Com a Nova República é criado o I Plano Nacional de Reforma Agrária, que muda de maneira substantiva o estatuto da propriedade fundiária, legitimado pelo princípio da função social da terra. A partir de então, forças conservadoras rurais se articulam, com o intuito de defender a estrutura fundiária vigente. Cria-se a União Democrática Ruralista - UDR (1985), uma entidade que conquistou espaço na mídia e elegeu vários representantes no congresso. Dentre suas diretrizes estava a defesa do uso da força para impedir e retirar os trabalhadores rurais que invadissem terras particulares. Diante da forte influência exercida pela UDR, o I Plano Nacional de Reforma Agrária teve um desempenho pífio (TOURNEAU; BURSZTYN, 2010).

Com a chegada de Itamar Franco à Presidência (1992) é sancionada a Lei 8.629/93, que dispõe sobre a regulamentação dos dispositivos constitucionais relativos à reforma agrária, além da Lei Complementar 76, que versava sobre os procedimentos para conduzir a desapropriação de imóveis rurais. Foi criado, então, um programa emergencial para assentar 80.000 famílias. Contudo, a ação descoordenada apresentou resultados irrisórios (TOURNEAU; BURSZTYN, 2010).

Já a década de 1990 é marcada por graves conflitos no campo, que culminaram com o massacre de camponeses em Corumbiara - RO (1995) e em Eldorado dos Carajás - PA (1996). No Governo de Fernando Henrique Cardoso criou-se o Ministério Extraordinário de Política Fundiária - MEPF e o Ministério do Desenvolvimento Agrário - MDA, esses órgãos seriam responsáveis pela condução da reforma agrária e também pela agricultura familiar no país. Com a intensificação da pressão exercida por movimentos sociais e pela opinião pública, há um aumento significativo no número de desapropriações e de criação de linhas de crédito específicas para assentados. Como resultado, a área destinada à reforma agrária no país sobe de 2% para 4% do território nacional (ALENTEJANO, 2004).

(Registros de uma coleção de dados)
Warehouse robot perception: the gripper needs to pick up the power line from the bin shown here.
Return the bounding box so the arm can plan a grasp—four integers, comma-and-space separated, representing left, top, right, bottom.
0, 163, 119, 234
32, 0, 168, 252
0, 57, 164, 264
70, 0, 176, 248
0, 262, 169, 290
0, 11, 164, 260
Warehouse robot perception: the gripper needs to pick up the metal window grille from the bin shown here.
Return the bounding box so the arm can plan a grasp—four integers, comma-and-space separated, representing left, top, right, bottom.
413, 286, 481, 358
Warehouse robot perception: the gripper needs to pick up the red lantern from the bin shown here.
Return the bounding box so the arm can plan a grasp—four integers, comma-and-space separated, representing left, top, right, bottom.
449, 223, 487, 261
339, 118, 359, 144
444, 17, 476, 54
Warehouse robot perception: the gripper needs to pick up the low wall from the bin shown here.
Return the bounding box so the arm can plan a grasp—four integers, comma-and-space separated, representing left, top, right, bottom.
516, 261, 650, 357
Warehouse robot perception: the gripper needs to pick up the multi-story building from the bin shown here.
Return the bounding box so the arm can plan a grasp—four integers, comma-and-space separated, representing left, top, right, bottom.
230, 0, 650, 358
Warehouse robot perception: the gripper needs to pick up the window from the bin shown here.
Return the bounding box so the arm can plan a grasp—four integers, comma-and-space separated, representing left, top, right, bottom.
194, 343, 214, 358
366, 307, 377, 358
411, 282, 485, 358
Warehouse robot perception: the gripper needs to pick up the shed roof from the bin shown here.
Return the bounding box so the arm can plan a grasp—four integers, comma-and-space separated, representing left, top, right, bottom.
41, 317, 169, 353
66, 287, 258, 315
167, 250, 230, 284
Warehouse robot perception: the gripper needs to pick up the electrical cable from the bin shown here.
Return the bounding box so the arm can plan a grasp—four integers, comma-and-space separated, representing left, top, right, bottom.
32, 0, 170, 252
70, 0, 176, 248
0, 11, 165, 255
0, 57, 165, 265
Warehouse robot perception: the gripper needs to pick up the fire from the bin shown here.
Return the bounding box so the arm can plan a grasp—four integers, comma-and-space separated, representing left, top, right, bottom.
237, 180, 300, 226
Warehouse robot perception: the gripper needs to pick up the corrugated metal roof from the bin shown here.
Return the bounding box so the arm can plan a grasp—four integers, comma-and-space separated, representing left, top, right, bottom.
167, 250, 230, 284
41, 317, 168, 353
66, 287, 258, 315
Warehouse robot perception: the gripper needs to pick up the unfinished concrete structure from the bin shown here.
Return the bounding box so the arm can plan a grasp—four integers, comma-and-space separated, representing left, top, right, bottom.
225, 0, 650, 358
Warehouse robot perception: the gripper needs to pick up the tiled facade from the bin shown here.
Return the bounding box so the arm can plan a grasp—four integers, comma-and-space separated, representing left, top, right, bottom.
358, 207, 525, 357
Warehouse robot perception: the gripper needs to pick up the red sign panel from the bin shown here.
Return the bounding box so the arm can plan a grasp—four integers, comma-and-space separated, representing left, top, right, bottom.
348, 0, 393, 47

Desafio A> Reproduza fielmente um trecho do texto sobre a reforma agrária, começando nas palavras "Com a Nova República" e parando logo após "pífio (TOURNEAU; BURSZTYN, 2010).".
Desafio B> No texto sobre a reforma agrária, quantas famílias o programa emergencial criado no governo de Itamar Franco deveria assentar?

Solução do problema A>
Com a Nova República é criado o I Plano Nacional de Reforma Agrária, que muda de maneira substantiva o estatuto da propriedade fundiária, legitimado pelo princípio da função social da terra. A partir de então, forças conservadoras rurais se articulam, com o intuito de defender a estrutura fundiária vigente. Cria-se a União Democrática Ruralista - UDR (1985), uma entidade que conquistou espaço na mídia e elegeu vários representantes no congresso. Dentre suas diretrizes estava a defesa do uso da força para impedir e retirar os trabalhadores rurais que invadissem terras particulares. Diante da forte influência exercida pela UDR, o I Plano Nacional de Reforma Agrária teve um desempenho pífio (TOURNEAU; BURSZTYN, 2010).

Solução do problema B> 80.000 famílias.